(Selected excerpt):
====

Panos Toulis writes:

The debate on the Santa Clara study actually me to think about the problem from a finite sample inference perspective. In this case, we can fully write down the density

f(S | θ) in known analytic form, where S = (vector of) test positives, θ = parameters (i.e., sensitivity, specificity and prevalence).

Given observed values s_obs we can invert a test to obtain an exact confidence set for θ.I wrote down one such procedure and its theoretical properties (See Procedure 1.) I believe that finite sample validity is a benefit over asymptotic/approximate procedures such as bootstrap or Bayes, which may add robustness. I compare results in Section 4.3.

I recently noticed that in your paper with Bob, you discuss this possibility of test inversion in Section 6. What I propose is just one way to do this style of inference.

From my perspective, I don’t see the point of all these theorems: given that the goal is to generalize to the larger population, I think probability modeling is the best way to go. And I have problems with test inversion for general reasons; see here and, in particular, this comment here. Speaking generally, I am concerned that hypothesis-test inversions will not be robust to assumptions about model error.

But I recognize that other people find the classical hypothesis-testing perspective to be useful, so I’m sharing this paper.

Also relevant is this note by Will Fithian that also uses a hypothesis-testing framework.

You also have to take into account waning and t-cell mediated immunity, especially for all the mild/asymptomatic cases.

Article in press relevant to the Santa Clara study: https://www.clinicalkey.com.au/#!/content/journal/1-s2.0-S0140673620313040.

From the Lancet though!

Ratio of seroprevalence to confirmed clinical case = 12:1

Hi Andrew,

many thanks for initiating the discussion.

I read your general criticisms on the test inversion method in the links above.

Indeed, they illustrate nicely how the method can be misused, but I don’t think they are an indictment on the method itself.

Following your examples, consider two models, M1 and M2. Suppose that M1 fits the data much better than M2.

For some parameter of interest, it could happen that with test inversion in M1 we get [0, 4] as 95% CI, and with M2 we get [2.0, 2.1].

Your criticism, as far as I understand, is that M2 appears to give sharper inference than M1 but, as you correctly point out, this is due to M2 just being a bad fit to the data. So, test inversion appears to mix inference with model fit.

However, this argument presupposes that comparing CI length across different models is a valid method for model selection.

This is obviously wrong, but it is actually a universal problem — we can always create a model (Bayesian or not) that artificially narrows the confidence intervals.

In fact, from a purely frequentist perspective, in the above example we should just report

{ (M1, [0,4]), (M2, [2,2.1]) } as our 95% confidence set; that is, we just treat “model” as a parameter.

Test inversion works fine here as long as it is interpreted correctly in terms of frequentist coverage and not in terms of model selection. It is also important to note that in the Santa Clara study the model is mainly comprised of Binomial counts, which is uncontroversial — more or less all studies used the same core model to analyze the data.

====

(Given information):
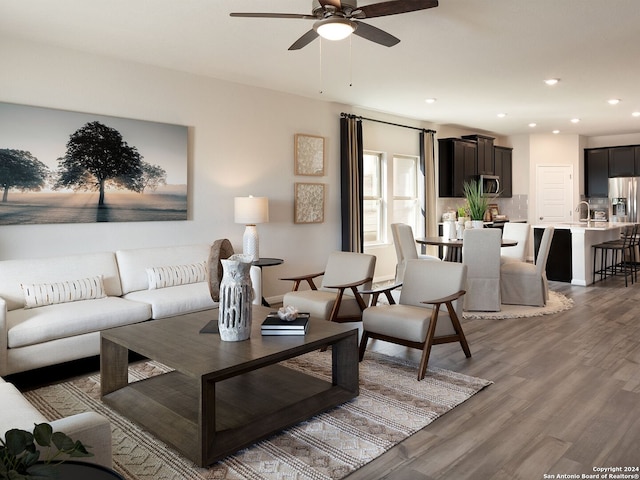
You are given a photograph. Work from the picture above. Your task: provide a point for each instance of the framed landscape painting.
(67, 167)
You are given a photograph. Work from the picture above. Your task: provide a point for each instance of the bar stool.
(623, 256)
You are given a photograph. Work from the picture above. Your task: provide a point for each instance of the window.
(372, 194)
(405, 190)
(390, 194)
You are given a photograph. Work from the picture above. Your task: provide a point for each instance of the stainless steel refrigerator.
(624, 199)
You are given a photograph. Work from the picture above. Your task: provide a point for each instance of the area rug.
(391, 406)
(556, 303)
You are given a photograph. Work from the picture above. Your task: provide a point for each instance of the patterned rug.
(556, 303)
(391, 406)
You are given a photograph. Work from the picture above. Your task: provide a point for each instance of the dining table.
(453, 252)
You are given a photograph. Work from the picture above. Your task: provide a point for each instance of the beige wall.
(240, 143)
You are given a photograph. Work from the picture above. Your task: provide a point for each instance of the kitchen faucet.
(588, 211)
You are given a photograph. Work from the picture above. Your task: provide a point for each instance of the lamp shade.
(251, 210)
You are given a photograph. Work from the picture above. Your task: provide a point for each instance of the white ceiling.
(477, 57)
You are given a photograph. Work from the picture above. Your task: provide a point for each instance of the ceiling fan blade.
(394, 7)
(274, 15)
(375, 35)
(304, 40)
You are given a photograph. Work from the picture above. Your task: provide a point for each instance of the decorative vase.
(236, 294)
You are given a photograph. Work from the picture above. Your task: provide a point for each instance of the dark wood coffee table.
(223, 396)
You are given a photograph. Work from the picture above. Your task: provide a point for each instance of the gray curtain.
(351, 183)
(428, 171)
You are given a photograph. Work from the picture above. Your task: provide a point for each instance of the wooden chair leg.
(458, 328)
(363, 344)
(428, 342)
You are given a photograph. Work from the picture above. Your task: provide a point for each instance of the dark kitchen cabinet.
(622, 162)
(485, 163)
(457, 164)
(596, 172)
(503, 166)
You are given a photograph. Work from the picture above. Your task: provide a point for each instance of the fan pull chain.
(350, 61)
(320, 43)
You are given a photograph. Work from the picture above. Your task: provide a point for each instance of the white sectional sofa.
(59, 332)
(90, 428)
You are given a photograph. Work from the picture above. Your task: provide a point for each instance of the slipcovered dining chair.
(520, 233)
(427, 314)
(481, 255)
(338, 298)
(524, 283)
(406, 248)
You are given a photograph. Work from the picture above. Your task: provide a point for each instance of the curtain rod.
(349, 115)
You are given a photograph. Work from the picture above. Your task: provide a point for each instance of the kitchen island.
(572, 251)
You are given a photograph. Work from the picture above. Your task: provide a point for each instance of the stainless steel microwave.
(490, 184)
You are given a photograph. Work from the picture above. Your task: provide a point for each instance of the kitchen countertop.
(591, 225)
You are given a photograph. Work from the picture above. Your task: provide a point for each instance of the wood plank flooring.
(566, 396)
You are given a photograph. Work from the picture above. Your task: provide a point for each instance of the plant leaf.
(42, 433)
(18, 441)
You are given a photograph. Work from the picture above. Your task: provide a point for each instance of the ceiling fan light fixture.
(335, 28)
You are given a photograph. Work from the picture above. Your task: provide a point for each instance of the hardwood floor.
(566, 397)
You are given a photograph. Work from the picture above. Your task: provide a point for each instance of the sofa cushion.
(16, 411)
(133, 263)
(172, 275)
(41, 294)
(178, 300)
(37, 325)
(14, 273)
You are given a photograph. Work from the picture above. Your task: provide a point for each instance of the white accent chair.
(519, 232)
(525, 283)
(338, 298)
(406, 248)
(481, 255)
(417, 321)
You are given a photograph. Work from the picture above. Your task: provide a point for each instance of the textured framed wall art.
(67, 167)
(309, 203)
(309, 155)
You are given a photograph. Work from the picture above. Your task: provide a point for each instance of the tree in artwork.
(98, 156)
(20, 169)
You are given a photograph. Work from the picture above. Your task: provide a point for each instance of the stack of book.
(273, 325)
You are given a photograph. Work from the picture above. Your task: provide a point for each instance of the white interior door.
(554, 193)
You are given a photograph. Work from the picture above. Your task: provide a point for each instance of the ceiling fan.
(337, 19)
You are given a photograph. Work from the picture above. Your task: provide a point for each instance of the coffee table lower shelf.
(248, 408)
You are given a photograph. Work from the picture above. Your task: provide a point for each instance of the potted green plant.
(477, 203)
(20, 457)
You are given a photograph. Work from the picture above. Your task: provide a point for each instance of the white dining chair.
(481, 255)
(406, 248)
(519, 232)
(523, 283)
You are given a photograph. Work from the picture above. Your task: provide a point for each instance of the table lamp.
(251, 211)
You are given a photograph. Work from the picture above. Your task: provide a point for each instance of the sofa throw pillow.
(221, 249)
(172, 275)
(41, 294)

====

(Study questions):
A. In the test inversion discussion, what does Panos Toulis believe is a benefit over asymptotic or approximate procedures such as bootstrap or Bayes?
B. Transcribe the stretch of the test inversion discussion from "Also relevant is" through "initiating the discussion.".
C. Write the next part of the test inversion discussion, picking up after its final sentence.

(Results in order):
A. Finite sample validity.

B.
Also relevant is this note by Will Fithian that also uses a hypothesis-testing framework.

You also have to take into account waning and t-cell mediated immunity, especially for all the mild/asymptomatic cases.

Article in press relevant to the Santa Clara study: https://www.clinicalkey.com.au/#!/content/journal/1-s2.0-S0140673620313040.

From the Lancet though!

Ratio of seroprevalence to confirmed clinical case = 12:1

Hi Andrew,

many thanks for initiating the discussion.

C.
> The trouble in your example can be seen by considering three analysts with the same model and slightly different datasets. Analyst 1 has the interval [3.5, 3.6] as in your example above. He proudly publishes his super-precise result, secure in the knowledge that he has a classically valid confidence interval. Analyst 2, with nearly the same data but a slightly better fit to the model, gets the interval [3.0, 4.1]. That’s ok but not so precise. Analyst 1 is getting better results because his model fits worse. Next there’s Analyst 3, whose model fits slightly worse than that of Analyst 2. His interval is empty. So, instead of being able to make a very strong claim, he can say nothing at all about the parameter.

I’ve been thinking a bit about the kind of situation where this may happen. I came up with the following example: a set of measurements with standard normal error and a test based on the minimum and maximum value, which rejects when the more extreme data point is too far from the null hypothesis value.

If the data (range) is distributed as expected, we get some interval inverting the test. If the data (range) happens to be more concentrated, the confidence interval produced by inverting the test will be wider. If the data (range) happens to be more spread out, the confidence interval produced by inverting the test will be narrower.

It would be misleading to say that the interval is narrower because the fit is bad. If the data is bad as in “too concentrated” instead of as in “too spread out” the interval will be wider. A “bad fit”, a data range larger or shorter than its expected size, doesn’t necessarily indicate a problem with the model. The model may still be right, for example if the distribution of measurment errors is well known.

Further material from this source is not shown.